(Image entries on named regions)
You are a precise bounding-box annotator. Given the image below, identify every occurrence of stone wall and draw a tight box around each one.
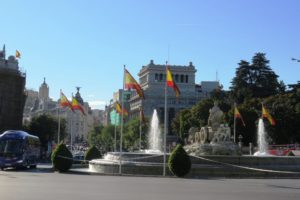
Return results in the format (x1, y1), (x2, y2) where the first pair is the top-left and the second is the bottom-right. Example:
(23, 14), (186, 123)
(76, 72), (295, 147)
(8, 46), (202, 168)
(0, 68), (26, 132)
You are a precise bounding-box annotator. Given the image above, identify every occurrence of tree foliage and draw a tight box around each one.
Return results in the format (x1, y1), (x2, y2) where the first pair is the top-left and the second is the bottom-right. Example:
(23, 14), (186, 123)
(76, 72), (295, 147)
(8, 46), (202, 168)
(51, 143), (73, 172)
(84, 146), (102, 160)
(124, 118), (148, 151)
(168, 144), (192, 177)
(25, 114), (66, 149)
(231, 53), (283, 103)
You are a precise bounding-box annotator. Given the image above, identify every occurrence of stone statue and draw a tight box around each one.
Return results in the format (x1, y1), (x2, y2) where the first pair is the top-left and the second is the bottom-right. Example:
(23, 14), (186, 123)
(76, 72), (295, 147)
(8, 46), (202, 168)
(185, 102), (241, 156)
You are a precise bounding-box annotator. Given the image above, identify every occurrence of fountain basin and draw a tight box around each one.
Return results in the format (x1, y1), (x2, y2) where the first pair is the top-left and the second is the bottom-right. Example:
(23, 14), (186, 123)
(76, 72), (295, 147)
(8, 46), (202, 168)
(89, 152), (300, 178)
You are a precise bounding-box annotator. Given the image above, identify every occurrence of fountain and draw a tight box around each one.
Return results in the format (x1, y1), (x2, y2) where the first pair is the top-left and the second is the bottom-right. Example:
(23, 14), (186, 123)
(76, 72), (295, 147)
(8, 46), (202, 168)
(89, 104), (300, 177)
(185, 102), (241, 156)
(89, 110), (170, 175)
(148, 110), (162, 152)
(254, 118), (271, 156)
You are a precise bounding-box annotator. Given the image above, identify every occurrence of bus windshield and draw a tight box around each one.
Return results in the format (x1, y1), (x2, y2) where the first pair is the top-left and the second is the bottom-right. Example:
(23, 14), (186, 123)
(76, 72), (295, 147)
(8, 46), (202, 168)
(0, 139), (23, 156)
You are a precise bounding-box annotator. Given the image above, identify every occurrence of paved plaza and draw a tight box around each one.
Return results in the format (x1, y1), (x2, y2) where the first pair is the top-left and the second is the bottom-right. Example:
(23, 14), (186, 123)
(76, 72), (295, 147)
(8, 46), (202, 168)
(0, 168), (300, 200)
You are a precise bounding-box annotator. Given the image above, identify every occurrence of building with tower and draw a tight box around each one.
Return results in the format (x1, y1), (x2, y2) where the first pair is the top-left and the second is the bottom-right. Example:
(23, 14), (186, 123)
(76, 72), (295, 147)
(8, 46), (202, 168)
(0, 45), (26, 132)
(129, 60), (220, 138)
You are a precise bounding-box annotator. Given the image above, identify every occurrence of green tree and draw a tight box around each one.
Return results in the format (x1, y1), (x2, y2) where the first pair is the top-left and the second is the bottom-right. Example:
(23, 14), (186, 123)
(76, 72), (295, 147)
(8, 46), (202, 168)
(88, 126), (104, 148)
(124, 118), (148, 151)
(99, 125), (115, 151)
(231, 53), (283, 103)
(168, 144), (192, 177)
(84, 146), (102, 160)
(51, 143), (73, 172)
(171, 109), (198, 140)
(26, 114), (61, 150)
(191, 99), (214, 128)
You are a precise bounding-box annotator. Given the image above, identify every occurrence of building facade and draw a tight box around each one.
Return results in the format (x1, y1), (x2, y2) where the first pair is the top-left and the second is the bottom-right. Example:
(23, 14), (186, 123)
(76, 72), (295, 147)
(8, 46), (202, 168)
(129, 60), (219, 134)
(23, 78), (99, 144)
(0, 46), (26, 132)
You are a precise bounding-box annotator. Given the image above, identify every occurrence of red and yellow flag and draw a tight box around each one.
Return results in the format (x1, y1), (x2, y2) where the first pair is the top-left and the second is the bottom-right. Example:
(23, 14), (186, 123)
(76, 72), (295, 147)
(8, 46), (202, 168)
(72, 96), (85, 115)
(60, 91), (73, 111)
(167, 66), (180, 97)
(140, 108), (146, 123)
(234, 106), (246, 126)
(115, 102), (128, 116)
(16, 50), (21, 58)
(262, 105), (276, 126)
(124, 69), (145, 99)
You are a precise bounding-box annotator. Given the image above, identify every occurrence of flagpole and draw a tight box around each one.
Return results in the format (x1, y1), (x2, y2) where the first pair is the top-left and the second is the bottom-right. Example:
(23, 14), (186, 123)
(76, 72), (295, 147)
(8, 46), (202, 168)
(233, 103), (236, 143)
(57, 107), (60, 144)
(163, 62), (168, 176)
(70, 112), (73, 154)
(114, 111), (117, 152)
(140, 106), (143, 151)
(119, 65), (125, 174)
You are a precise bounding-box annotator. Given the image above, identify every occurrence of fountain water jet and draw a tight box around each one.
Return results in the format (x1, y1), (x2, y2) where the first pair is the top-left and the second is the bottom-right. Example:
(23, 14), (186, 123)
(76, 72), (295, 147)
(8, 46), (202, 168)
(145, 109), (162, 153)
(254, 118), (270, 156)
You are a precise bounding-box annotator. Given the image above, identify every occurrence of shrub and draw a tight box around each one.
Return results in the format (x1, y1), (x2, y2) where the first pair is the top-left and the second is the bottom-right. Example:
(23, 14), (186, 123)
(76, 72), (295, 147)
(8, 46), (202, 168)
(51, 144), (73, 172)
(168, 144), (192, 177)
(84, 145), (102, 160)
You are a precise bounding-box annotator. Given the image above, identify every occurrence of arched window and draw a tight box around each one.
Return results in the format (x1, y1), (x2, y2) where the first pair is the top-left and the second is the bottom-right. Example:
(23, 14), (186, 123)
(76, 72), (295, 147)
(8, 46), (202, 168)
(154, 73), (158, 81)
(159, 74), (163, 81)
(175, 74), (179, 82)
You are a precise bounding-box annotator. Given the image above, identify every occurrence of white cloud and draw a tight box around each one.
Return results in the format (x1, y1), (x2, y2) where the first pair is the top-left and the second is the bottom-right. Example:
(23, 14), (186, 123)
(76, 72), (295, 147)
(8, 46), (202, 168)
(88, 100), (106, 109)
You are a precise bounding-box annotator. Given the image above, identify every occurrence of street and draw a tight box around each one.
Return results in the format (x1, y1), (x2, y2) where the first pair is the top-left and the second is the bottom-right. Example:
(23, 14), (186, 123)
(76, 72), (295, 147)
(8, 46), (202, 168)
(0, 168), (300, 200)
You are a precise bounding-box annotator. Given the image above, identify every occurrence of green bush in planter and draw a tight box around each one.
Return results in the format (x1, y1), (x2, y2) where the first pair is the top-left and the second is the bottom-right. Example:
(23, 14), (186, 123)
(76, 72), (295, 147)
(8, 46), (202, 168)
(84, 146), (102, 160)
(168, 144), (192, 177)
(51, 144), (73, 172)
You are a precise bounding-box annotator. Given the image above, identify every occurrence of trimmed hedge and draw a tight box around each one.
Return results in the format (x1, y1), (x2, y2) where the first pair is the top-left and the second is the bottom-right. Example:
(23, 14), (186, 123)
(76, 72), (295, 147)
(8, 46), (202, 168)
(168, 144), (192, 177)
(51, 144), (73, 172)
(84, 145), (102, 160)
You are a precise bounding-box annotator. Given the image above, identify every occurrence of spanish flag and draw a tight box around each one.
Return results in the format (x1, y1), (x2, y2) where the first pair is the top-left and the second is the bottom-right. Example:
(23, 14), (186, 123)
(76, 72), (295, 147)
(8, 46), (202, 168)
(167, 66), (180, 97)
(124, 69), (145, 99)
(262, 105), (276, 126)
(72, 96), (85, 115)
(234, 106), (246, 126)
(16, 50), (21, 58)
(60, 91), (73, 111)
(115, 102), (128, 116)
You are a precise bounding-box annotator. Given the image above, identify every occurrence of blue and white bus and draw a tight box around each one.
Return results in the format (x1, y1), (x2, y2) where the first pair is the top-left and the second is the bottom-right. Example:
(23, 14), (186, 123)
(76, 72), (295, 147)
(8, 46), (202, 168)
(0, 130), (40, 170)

What to work on: Format the material as a Markdown table with the columns Row and Line, starting with its first line and going on through the line with "(0, 68), (26, 132)", both ends included. Number each line, skip blank lines, and leave the pictures out.

Task output:
| Row | Line |
|---|---|
| 1 | You are a precise bounding-box annotator. Given the image below, identify every occurrence of stone wall and draw a tight box around each one. |
| 2 | Return results in the format (x1, y1), (x2, y2) where the first pair is the top-left and the second is the bottom-right. Example: |
| 3 | (23, 14), (186, 123) |
| 4 | (76, 72), (295, 147) |
| 5 | (8, 46), (202, 168) |
| 6 | (0, 68), (26, 132) |